## Data rows
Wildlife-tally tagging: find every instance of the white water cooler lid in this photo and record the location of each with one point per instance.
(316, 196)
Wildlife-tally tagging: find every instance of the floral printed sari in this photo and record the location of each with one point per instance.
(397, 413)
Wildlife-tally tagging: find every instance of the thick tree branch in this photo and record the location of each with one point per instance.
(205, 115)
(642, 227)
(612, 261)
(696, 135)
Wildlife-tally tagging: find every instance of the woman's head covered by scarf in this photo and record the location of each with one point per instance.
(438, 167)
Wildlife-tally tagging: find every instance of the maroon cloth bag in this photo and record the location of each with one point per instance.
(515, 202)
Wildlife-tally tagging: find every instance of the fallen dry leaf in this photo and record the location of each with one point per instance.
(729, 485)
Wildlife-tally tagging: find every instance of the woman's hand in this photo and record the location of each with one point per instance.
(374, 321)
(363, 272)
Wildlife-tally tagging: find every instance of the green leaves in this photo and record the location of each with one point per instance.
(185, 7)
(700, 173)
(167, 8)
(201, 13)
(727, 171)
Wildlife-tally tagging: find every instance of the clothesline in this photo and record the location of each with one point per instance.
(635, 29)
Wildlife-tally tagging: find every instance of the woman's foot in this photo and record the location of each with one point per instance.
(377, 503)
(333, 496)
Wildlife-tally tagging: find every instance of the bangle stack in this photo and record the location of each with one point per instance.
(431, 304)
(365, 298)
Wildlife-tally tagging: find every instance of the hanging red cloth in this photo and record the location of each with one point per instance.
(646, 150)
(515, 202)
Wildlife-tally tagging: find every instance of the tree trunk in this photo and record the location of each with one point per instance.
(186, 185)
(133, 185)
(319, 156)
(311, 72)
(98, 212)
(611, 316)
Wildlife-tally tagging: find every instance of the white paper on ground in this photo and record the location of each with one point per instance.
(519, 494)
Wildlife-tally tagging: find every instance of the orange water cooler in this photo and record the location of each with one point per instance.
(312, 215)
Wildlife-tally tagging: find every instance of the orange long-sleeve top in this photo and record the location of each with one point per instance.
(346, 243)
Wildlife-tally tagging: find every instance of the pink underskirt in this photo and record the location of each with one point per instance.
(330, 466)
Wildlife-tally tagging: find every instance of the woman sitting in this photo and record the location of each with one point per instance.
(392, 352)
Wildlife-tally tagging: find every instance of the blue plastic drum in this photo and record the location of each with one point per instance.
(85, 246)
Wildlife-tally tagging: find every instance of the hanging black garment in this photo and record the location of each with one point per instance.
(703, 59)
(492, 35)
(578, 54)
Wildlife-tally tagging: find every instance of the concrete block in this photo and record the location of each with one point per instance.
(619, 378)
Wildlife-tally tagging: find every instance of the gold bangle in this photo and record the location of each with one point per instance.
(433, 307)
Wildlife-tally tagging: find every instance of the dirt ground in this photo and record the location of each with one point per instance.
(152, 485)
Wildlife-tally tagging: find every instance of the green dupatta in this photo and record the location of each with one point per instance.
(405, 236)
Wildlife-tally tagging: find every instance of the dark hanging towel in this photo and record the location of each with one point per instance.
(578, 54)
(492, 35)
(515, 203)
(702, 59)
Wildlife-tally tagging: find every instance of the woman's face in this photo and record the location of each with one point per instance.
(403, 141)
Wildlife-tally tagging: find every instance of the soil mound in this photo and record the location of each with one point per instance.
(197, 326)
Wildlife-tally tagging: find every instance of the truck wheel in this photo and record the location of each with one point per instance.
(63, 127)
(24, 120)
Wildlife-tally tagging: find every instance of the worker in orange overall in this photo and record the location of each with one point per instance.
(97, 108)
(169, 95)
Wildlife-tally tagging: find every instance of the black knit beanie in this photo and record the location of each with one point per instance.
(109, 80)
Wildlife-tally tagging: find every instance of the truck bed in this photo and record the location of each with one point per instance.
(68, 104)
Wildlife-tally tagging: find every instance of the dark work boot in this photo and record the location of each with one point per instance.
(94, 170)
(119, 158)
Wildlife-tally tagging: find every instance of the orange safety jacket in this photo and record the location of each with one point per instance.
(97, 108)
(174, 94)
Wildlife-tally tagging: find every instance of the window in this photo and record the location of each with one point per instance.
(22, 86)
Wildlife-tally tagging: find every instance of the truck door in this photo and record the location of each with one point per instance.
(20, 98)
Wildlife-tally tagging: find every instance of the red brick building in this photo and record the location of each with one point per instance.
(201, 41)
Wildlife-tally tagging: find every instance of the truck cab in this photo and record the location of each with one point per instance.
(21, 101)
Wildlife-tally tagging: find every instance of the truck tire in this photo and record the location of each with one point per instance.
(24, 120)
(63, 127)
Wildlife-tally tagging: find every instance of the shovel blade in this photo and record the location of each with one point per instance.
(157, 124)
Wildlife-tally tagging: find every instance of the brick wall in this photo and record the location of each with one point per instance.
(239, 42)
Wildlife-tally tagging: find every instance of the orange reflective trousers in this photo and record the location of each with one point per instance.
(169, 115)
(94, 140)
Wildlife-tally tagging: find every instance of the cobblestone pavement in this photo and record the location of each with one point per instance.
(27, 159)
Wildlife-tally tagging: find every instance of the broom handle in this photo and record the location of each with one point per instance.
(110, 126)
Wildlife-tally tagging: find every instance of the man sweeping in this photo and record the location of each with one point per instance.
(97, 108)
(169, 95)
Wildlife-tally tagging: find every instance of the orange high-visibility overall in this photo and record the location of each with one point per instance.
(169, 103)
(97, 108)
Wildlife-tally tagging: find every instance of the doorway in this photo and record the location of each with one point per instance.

## What is required
Can you quote exactly the lines from the one containing "the orange reflective" through the last line of the records above, and nothing else?

## Result of this exercise
Wildlife-tally tagging: find every instance of the orange reflective trousers in this photo and record the location of each with one point per instance.
(169, 115)
(94, 140)
Wildlife-tally tagging: find every instance of the cobblestone pavement in this photo and record the location of each with one point per instance.
(27, 159)
Wildlife-tally tagging: find every instance of the broom handle in this photo and record the location of each with one point per instance.
(110, 126)
Wildlife-tally tagging: find every instance of the man sweeping in this photo and record the location of each with one point per instance.
(97, 108)
(169, 95)
Wildlife-tally tagging: find every instance of the orange high-visibility overall in this photo and record the location of each with one point per instance.
(169, 103)
(97, 108)
Wildlife-tally tagging: find every instance of the doorway in this photo and record the location of each with one point per instance.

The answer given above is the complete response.